◆ Required tasks ◆
A - Answer these questions from the passage on writing readable code:
(i) What does the compiler do with comments?
(ii) What should you probably do if your code does the same thing in two or three different places?
(iii) What does a function that needs a lot of comments to explain how it works probably need?
B - Reproduce the passage on writing readable code between "Later, we will" and "documentation for you.", inclusive, with no changes.

◆ Excerpt provided ◆
Also, while creating a struct data_aray_list variable is
simple, it is a multi-step process. This means that you are likely to
forget something when creating one. Also, if you ever change the
structure and add a field, you have to change it every single place it’s
used and are likely forget one. On the other hand, if you never actually
touch the data structure directly and always use these helper functions,
the data structure and associated functions can be completely rewritten
without having to make a single change to the rest of the code.
Another reason is that it avoids unneeded copying and pasting. If your code does the same thing in two or three different places, you should probably make that thing its own function. Again, think about how you would use lemmas using lemmas when writing a paper.
Later, we will even learn how to break a program into multiple code files. This allows you to make things even more modular and sometimes re-use the same thing between multiple programming projects.
Another important way to keep your code readable is to use good comments and variable names. All programming languages provide you some way of leaving comments. Comments are simply lines or chunks of the code that the compiler ignores entirely. This allows you to leave notes for yourself or some future reader to help them know what is happening. For instance, you might put a comment at the top of a function saying what the function does and what the arguments and return value are. If you write these comments a certain way, there are even programs that will turn them into some nice web-based documentation for you.
The other use for comments is to make in-line notes as to what is happening in your code. This can help the reader better understand what your program is doing. However, comments are not a valid substitute for good code! As a rule, if a function needs a lot of comments in order to explain how it works, the function probably needs to be re-written. There are times when you need to do something very complex and there’s just no better way to do it. However, this does not happen often, and you should not assume that you’re code is the exception. Good code should not need many comments.

◆ Dataset extract ◆
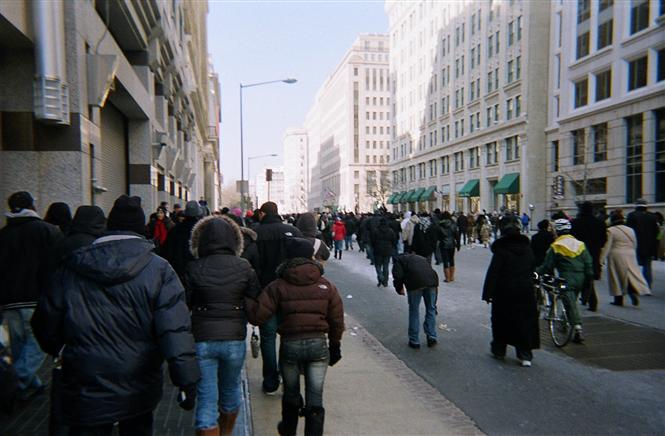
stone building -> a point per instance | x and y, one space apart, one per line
606 120
100 98
467 103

◆ Task-by-task outputs ◆
A -
(i) It ignores them entirely.
(ii) Make that thing its own function.
(iii) It probably needs to be re-written.

B -
Later, we will even learn how to break a program into multiple code files. This allows you to make things even more modular and sometimes re-use the same thing between multiple programming projects.
Another important way to keep your code readable is to use good comments and variable names. All programming languages provide you some way of leaving comments. Comments are simply lines or chunks of the code that the compiler ignores entirely. This allows you to leave notes for yourself or some future reader to help them know what is happening. For instance, you might put a comment at the top of a function saying what the function does and what the arguments and return value are. If you write these comments a certain way, there are even programs that will turn them into some nice web-based documentation for you.